- **Exercise prompt**
Copy all lines below that use the word "every".

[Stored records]
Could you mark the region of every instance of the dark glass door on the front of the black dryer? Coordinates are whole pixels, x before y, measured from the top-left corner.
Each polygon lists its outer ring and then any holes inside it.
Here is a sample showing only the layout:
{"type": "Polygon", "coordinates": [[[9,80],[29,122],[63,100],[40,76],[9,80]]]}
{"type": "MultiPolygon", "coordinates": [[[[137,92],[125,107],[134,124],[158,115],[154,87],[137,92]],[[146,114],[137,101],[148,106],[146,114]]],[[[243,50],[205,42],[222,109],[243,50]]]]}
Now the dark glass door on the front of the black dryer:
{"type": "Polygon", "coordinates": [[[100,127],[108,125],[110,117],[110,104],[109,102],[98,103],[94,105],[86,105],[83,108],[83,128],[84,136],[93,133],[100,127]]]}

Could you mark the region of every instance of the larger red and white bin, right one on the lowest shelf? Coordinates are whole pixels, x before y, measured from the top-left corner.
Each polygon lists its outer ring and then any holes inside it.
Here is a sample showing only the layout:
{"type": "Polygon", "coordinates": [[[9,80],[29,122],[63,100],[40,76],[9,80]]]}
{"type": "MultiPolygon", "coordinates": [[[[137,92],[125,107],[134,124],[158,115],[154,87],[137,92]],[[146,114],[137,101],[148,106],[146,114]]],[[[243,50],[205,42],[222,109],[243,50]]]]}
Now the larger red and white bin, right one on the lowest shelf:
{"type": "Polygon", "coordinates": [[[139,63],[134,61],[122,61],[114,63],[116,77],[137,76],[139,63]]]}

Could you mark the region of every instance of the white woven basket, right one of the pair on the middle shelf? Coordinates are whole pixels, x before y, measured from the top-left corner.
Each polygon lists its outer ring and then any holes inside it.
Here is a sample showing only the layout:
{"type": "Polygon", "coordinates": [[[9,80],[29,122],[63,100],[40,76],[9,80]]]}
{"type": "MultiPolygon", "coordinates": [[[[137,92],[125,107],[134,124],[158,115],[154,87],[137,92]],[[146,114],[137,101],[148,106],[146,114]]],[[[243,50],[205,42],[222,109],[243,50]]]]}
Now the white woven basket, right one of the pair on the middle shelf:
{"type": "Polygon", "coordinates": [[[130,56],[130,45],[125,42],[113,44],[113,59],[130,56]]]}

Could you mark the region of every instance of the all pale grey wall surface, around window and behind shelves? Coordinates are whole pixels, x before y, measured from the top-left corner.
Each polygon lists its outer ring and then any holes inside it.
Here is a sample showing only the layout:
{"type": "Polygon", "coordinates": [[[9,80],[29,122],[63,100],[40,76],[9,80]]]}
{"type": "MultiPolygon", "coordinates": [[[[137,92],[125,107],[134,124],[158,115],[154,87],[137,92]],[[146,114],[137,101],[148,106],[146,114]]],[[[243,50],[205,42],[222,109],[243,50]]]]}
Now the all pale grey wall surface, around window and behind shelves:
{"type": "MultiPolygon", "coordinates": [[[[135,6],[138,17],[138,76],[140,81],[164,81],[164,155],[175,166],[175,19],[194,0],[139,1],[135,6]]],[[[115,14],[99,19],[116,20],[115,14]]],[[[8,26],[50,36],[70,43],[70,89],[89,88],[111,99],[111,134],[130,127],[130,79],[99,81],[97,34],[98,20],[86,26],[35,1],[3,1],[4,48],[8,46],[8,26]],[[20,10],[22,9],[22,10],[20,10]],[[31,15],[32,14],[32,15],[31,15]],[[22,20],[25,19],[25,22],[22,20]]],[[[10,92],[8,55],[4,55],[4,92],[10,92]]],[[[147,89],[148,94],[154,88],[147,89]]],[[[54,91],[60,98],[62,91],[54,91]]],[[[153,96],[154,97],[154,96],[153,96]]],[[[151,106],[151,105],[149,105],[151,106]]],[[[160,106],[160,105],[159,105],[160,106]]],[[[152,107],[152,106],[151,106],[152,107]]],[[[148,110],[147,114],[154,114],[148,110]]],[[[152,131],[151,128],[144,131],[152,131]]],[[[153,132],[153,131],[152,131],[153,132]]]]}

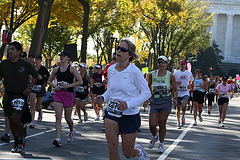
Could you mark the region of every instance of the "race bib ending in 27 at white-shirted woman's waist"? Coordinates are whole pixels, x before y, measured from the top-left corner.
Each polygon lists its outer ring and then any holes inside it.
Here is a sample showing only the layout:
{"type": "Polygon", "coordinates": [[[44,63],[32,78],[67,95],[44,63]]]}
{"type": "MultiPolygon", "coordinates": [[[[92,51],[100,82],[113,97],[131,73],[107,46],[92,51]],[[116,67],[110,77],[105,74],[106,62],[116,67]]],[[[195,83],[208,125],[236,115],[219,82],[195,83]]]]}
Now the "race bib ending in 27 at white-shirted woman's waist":
{"type": "Polygon", "coordinates": [[[110,99],[108,101],[106,111],[109,115],[114,117],[122,117],[122,111],[117,108],[117,105],[119,104],[119,101],[117,99],[110,99]]]}

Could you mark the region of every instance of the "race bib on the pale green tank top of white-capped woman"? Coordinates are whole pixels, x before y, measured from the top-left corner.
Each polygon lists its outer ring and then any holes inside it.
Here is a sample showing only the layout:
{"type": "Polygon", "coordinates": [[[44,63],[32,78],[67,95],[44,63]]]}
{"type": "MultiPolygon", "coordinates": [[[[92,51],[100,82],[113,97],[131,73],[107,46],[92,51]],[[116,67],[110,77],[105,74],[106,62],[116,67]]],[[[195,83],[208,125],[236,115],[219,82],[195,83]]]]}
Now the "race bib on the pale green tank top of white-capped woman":
{"type": "Polygon", "coordinates": [[[153,98],[162,98],[169,95],[167,85],[165,83],[157,83],[153,85],[153,98]]]}

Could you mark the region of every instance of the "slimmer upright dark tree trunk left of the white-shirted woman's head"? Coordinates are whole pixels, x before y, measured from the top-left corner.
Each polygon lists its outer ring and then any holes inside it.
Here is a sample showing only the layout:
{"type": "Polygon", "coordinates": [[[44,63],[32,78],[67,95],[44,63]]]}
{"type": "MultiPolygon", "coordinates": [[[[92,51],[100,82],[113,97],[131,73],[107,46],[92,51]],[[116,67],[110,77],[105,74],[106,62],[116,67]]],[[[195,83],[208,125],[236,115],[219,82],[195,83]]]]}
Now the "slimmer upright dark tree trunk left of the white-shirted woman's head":
{"type": "Polygon", "coordinates": [[[81,46],[81,62],[86,63],[87,60],[87,39],[88,39],[88,21],[90,6],[86,0],[78,0],[83,5],[84,16],[83,16],[83,35],[82,35],[82,46],[81,46]]]}

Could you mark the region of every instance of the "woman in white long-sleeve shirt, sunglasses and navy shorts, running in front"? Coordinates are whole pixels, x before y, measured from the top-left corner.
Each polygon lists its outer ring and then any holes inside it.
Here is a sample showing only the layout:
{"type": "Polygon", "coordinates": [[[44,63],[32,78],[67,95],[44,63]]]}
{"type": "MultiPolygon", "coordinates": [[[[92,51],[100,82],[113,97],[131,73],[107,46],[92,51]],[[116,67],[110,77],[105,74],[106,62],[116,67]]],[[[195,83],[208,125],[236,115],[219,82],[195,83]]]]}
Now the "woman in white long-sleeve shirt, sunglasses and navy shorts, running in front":
{"type": "Polygon", "coordinates": [[[139,159],[150,159],[142,145],[135,145],[141,125],[138,107],[151,97],[143,73],[131,63],[138,58],[135,50],[136,47],[131,41],[120,41],[117,47],[118,63],[108,68],[107,91],[97,97],[98,103],[108,102],[105,110],[105,128],[109,159],[120,159],[119,134],[122,137],[122,152],[126,158],[138,156],[139,159]]]}

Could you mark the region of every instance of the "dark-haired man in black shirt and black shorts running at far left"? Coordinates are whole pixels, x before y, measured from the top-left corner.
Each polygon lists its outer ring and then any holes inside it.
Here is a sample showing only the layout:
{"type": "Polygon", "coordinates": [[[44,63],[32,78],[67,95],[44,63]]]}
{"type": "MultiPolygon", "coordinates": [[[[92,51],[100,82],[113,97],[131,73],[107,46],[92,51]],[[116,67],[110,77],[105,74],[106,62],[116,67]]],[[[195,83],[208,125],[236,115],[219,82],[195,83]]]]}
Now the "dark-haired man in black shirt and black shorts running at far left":
{"type": "Polygon", "coordinates": [[[27,96],[38,76],[33,65],[20,58],[21,53],[22,45],[16,41],[11,42],[8,47],[9,58],[0,63],[0,80],[4,78],[5,88],[3,109],[10,121],[15,141],[12,152],[21,152],[25,148],[21,116],[27,107],[27,96]],[[29,74],[33,77],[30,84],[29,74]]]}

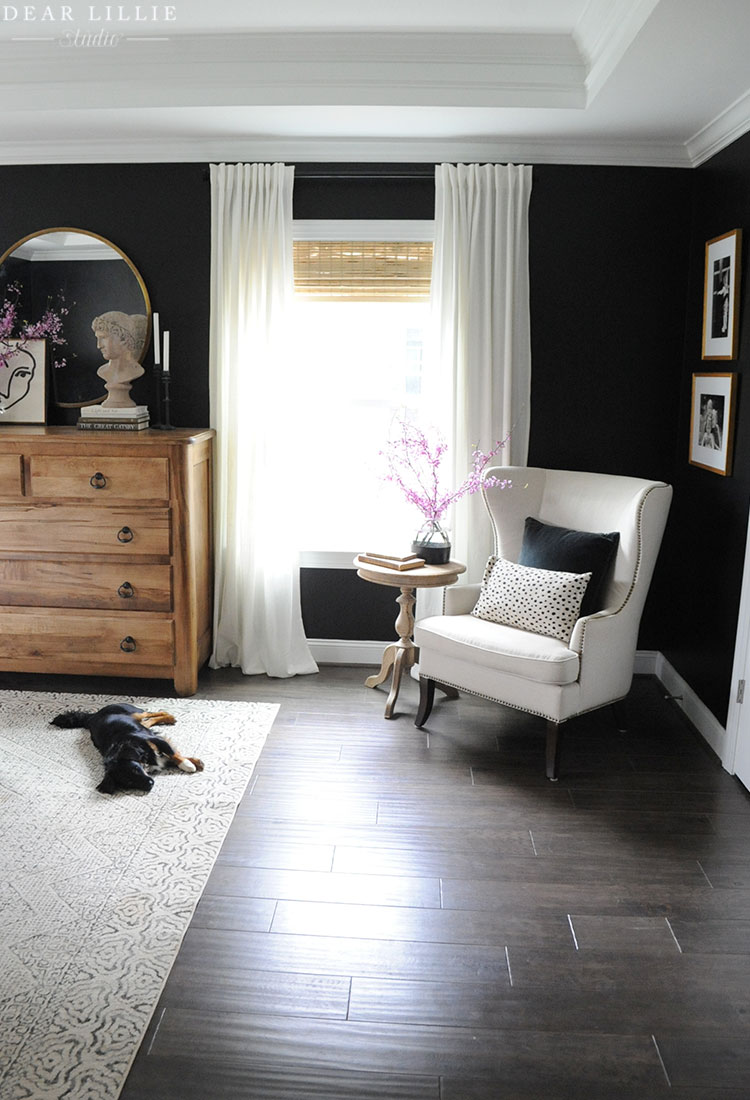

- **Your response**
Could you mark the region of every instance of the dark glass door on the front of the black dryer? Coordinates are whole pixels, x before y, measured from the top-left corner.
Could you mark the region of every instance of the larger red and white bin, right one on the lowest shelf? Coordinates are whole pixels, x before y, measured from the top-left corner.
Could you mark the region of every instance of the white woven basket, right one of the pair on the middle shelf? Coordinates are whole pixels, x before y, measured from the top-left corner.
Could you mark the region of every instance of the all pale grey wall surface, around window and behind shelves? Coordinates are whole pixels, x before y, measured from the top-left corner.
Could you mark the region of every instance of the "race bib ending in 27 at white-shirted woman's waist"? Coordinates are whole pixels, x before y, measured from the top-left corner.
Could you mark the region of every instance of the "race bib on the pale green tank top of white-capped woman"? Coordinates are whole pixels, x before y, measured from the top-left corner.
Could you mark the region of every instance of the "slimmer upright dark tree trunk left of the white-shirted woman's head"? Coordinates are whole pixels, x before y, measured from the top-left corner.
Could you mark the region of every instance of the "woman in white long-sleeve shirt, sunglasses and navy shorts, running in front"? Coordinates are whole pixels, x before y, measured from the top-left corner.
Could you mark the region of every instance of the "dark-haired man in black shirt and black shorts running at far left"? Coordinates are whole pixels, x before y, measured from the top-left corner.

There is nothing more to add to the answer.